Problem details
Select every line in the records below that contains the word "plant", and copy each one in full.
--- Start of Extracted information ---
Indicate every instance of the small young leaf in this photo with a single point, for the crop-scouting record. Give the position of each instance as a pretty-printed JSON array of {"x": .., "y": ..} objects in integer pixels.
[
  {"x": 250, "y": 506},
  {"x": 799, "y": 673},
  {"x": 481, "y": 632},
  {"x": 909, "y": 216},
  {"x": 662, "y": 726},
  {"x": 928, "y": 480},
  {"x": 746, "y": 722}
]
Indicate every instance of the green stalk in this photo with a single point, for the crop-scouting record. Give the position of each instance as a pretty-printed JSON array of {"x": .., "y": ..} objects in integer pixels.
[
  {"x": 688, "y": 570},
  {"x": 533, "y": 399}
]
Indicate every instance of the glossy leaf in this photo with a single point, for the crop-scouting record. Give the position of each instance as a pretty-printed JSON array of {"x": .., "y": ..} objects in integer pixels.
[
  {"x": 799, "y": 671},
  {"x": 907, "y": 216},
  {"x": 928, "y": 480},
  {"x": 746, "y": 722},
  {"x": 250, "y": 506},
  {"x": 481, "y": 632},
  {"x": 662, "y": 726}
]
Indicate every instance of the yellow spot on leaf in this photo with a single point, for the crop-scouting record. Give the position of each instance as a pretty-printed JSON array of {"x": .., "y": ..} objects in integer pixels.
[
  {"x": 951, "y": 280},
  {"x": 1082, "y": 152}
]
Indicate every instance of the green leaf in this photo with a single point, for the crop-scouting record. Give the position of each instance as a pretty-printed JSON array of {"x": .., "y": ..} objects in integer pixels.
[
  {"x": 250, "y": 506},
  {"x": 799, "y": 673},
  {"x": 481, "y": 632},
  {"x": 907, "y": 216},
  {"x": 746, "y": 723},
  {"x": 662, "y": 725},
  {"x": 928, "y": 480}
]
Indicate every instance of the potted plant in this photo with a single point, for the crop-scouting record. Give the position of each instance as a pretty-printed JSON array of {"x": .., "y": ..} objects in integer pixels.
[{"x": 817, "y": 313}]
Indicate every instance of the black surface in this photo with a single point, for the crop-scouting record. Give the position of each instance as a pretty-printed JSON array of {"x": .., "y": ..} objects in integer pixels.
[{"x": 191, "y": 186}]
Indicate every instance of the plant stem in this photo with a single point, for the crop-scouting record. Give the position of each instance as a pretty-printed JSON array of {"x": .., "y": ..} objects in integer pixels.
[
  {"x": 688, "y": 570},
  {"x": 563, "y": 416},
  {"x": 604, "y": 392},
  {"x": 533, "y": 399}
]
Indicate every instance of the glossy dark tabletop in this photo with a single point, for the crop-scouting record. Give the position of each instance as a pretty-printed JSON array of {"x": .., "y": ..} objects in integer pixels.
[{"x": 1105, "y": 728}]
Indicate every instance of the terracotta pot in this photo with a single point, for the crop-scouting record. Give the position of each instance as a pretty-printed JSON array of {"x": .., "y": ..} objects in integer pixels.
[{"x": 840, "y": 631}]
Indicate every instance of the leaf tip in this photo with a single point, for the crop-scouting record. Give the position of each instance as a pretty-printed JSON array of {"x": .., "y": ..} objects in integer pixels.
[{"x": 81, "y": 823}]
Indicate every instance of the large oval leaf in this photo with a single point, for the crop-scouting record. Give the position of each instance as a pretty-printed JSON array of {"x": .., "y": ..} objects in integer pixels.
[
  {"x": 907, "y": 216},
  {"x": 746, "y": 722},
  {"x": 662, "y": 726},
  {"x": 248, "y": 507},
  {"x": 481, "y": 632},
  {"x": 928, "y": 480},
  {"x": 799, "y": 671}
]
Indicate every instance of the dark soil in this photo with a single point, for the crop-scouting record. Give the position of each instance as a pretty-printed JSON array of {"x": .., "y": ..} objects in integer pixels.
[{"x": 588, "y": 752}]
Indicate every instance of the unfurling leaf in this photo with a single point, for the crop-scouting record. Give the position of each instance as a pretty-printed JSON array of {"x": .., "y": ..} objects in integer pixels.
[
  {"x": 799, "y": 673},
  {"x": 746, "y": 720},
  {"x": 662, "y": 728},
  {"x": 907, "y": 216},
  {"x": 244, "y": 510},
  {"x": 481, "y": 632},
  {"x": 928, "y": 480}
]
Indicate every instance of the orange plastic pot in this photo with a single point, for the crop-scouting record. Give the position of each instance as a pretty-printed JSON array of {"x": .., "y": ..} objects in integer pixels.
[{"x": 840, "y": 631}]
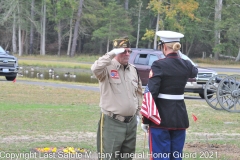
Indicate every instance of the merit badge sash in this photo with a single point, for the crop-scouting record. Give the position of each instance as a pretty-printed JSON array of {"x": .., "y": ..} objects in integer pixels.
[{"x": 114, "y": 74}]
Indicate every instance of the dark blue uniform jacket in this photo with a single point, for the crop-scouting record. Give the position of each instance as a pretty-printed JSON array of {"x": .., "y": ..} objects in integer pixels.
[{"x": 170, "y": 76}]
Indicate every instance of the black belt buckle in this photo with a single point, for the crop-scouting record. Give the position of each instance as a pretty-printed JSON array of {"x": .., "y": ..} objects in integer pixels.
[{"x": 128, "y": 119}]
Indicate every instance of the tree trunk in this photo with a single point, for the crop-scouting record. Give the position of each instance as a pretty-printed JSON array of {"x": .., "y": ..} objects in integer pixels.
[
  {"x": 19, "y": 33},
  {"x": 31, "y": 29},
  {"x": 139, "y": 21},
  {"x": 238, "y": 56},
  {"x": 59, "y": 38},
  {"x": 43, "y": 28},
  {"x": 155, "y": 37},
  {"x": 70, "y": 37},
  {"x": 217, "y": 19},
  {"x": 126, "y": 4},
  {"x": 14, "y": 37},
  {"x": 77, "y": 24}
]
--- End of Extracted information ---
--- Start of Extracted information ---
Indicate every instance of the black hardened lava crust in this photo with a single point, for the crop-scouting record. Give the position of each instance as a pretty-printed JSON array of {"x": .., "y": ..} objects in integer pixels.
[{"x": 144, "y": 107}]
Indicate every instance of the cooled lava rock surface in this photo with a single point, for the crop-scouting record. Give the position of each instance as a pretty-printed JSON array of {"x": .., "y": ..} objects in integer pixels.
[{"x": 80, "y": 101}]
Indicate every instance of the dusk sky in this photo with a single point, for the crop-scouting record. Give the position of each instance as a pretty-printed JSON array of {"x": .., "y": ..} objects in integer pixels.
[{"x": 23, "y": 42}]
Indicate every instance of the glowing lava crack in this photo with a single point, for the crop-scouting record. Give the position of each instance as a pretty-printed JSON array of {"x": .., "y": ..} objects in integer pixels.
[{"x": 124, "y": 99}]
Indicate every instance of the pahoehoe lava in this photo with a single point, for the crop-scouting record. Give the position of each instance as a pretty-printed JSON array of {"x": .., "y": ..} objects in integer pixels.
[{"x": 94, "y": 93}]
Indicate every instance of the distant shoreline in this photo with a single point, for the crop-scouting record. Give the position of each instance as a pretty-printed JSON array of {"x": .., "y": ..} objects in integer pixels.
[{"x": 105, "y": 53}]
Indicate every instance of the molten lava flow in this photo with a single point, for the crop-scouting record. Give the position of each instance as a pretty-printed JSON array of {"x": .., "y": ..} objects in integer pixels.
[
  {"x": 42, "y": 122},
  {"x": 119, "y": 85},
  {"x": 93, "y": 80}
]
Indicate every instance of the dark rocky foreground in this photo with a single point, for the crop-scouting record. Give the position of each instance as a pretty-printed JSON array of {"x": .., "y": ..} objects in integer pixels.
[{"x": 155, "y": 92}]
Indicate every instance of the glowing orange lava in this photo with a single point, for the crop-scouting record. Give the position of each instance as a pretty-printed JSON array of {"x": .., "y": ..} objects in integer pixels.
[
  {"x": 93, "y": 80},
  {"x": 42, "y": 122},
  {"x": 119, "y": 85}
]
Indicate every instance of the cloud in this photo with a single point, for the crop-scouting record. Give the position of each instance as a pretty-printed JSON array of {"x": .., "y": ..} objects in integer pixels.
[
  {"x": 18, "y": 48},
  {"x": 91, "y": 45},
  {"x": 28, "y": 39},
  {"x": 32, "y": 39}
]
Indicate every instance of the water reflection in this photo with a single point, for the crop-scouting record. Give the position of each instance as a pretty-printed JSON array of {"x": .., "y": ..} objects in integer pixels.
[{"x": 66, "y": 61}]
--- End of Extracted information ---
--- Start of Extracted information ---
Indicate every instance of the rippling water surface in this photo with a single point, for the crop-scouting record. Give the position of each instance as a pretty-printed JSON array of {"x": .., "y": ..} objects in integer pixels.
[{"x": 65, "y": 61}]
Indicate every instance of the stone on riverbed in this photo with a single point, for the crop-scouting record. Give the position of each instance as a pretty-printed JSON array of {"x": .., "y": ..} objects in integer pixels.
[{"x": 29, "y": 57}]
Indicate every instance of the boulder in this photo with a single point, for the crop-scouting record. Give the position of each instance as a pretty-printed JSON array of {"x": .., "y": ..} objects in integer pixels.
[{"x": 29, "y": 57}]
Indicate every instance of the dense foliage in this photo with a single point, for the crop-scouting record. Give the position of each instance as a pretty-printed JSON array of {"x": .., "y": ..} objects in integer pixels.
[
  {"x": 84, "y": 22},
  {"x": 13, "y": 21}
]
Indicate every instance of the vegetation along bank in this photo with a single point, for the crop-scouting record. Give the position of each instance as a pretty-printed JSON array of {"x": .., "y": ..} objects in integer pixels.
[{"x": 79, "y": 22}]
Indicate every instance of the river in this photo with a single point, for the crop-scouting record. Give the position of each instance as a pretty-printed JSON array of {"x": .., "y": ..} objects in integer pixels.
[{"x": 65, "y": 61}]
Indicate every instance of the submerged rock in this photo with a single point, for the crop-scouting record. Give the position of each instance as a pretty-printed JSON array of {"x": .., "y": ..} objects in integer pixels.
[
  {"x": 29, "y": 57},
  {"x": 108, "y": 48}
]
--- End of Extracted information ---
Worked answer
Indicate every instance of the potted plant in this photo with a single point, for the crop-scouting record. Give the position of each instance as a pretty-printed JSON array of {"x": .., "y": ..} objects in integer pixels.
Indicate every instance of the plant stem in this photo with a single point, for the crop-scouting record. Give the position of each instance as a pretty-printed JSON array of {"x": .., "y": ..} objects in integer pixels.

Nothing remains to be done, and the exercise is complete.